## TEXTE RETENU:
***

Rien ne m'étonne moins que d'avoir appris que La
Planète des singes : Suprématie,
le troisième volet du reboot en forme de préquelle de la célèbre
franchise initiée par le cinéaste Franklin J. Schaffner en 1968,
ait été réalisé par Matt Reeves, qui après avoir réalisé un
found-footage plutôt réussi (Cloverfield)
s'était attaqué en 2010 au remake d'un excellent film tournant
autour du mythe du vampire (le Morse
de John Ajvide Lindqvist), le magnifique Let
Me In.
Un chef-d’œuvre. Matt Reeves, l'homme qui allait réaliser la
séquelle du premier volet de la nouvelle trilogie de La
Planète des Singes,
L'Affrontement,
avant de se surpasser avec un troisième opus d'un budget réduit de
vingt millions de dollars puisque passant des 170 millions du
précédant à 150.
L'impression
ressentie devant La
Planète des singes : Suprématie
est un peu la même que celle éprouvée lors de la projection de
Laisse-Moi Entrer
(Let Me In en
français). Une émotion inédite. Un sentiment de profond
attachement envers des créatures humanoïdes sans doute plus
humaines que l'homme lui-même. Le film repose pourtant sur un
scénario des plus simple qui, une fois n'est pas coutume, reprend
certaines des caractéristiques propres aux tragiques événements
qu'a connu la communauté juive durant la seconde guerre mondiale. Un
camp concentrant une population de singes condamnés à être
exterminés par une armée de soldats voués à la cause d'un colonel
(l'épatant Woody Harrelson) pas si fou qu'on aurait pu le penser.
Car
derrière le visage de cet homme confronté à un questionnement dont
la gravité lui fait perdre toute mesure, se cache une vraie
réflexion sur le devenir de l'homme, condamné à retourner à
l'état primitif de son espèce tandis que le singe, ici
admirablement représenté par le personnage de César
(l'époustouflant Andy Serkis) ne cesse d'évoluer. C'est l'éternel
combat entre le Bien et le Mal, ces deux ennemis jurés, symboliques,
dont les frontières sont ici difficiles à distinguer même si,
forcément, l'avis du spectateur se rangera indéniablement du côté
des singes.
Dans
cette troisième aventure, Matt Reeves accentue l'écart
comportemental entre l'homme et la bête. Le premier demeure presque
systématiquement stigmatisé. C'est le méchant du film. Et même
lorsque l'un de ses représentants est épargné par un César qui
veut que la paix règne entre les singes et les humains, offrant
ainsi aux siens une terre promise, lorsque lui est donnée l'occasion
de faire un geste vers celui qui a préservé sa vie, l'homme demeure
fidèle au Colonel et n'hésite pas à s'en prendre à celui qui lui évita de périr.
La Planète des singes
: Suprématie est
noir. Terriblement sombre. Un camp plongé dans une obscurité
presque permanente. Des singes parqués « comme
des bêtes ».

***

## MATÉRIEL PRÉSENTÉ:
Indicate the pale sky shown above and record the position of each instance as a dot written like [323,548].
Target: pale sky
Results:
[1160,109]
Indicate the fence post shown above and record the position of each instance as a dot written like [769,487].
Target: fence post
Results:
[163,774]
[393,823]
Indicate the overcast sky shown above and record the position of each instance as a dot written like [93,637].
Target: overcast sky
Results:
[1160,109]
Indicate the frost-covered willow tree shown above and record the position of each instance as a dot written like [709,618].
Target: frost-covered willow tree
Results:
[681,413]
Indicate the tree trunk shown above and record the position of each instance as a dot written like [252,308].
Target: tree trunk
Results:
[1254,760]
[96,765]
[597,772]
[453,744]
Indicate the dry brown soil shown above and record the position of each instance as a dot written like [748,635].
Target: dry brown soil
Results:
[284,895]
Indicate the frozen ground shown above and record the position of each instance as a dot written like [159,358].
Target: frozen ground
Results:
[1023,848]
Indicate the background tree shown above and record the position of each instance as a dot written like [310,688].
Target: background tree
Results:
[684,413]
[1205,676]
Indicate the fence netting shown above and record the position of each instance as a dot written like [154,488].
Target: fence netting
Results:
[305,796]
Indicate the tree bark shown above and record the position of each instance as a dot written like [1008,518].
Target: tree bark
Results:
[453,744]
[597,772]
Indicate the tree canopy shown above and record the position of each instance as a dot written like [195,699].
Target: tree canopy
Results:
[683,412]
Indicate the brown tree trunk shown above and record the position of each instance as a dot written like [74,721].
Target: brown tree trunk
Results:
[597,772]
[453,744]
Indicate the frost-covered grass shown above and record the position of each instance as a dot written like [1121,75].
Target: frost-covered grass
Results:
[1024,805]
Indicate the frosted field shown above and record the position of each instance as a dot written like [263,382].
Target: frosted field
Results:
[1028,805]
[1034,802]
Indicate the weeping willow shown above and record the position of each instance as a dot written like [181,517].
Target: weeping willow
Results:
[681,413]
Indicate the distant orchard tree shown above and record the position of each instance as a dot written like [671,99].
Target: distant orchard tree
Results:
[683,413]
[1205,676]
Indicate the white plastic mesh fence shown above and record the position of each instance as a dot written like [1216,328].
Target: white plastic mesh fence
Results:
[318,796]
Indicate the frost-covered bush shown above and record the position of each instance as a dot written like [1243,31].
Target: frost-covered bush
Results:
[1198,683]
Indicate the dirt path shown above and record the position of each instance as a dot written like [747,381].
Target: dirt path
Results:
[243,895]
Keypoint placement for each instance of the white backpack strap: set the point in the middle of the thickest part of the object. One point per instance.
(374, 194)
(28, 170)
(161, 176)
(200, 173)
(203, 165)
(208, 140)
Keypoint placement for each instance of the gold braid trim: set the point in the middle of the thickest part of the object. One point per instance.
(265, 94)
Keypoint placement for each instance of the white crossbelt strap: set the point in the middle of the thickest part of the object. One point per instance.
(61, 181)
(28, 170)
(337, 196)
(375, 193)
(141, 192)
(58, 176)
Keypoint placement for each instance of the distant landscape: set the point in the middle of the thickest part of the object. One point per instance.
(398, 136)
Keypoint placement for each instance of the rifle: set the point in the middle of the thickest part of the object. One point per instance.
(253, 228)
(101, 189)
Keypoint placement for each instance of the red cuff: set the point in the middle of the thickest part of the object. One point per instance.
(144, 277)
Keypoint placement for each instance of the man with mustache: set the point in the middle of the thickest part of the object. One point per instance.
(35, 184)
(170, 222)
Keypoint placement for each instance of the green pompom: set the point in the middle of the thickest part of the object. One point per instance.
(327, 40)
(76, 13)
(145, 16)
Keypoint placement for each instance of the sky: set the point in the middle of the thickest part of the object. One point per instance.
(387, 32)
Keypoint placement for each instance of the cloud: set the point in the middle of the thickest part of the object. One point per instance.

***

## LE PROBLÈME:
Recopiez la critique de film de « Rien ne m'étonne » à « plutôt réussi (Cloverfield) » en remplaçant « franchise » par « saga ».

## CORRIGÉ:
Rien ne m'étonne moins que d'avoir appris que La
Planète des singes : Suprématie,
le troisième volet du reboot en forme de préquelle de la célèbre
saga initiée par le cinéaste Franklin J. Schaffner en 1968,
ait été réalisé par Matt Reeves, qui après avoir réalisé un
found-footage plutôt réussi (Cloverfield)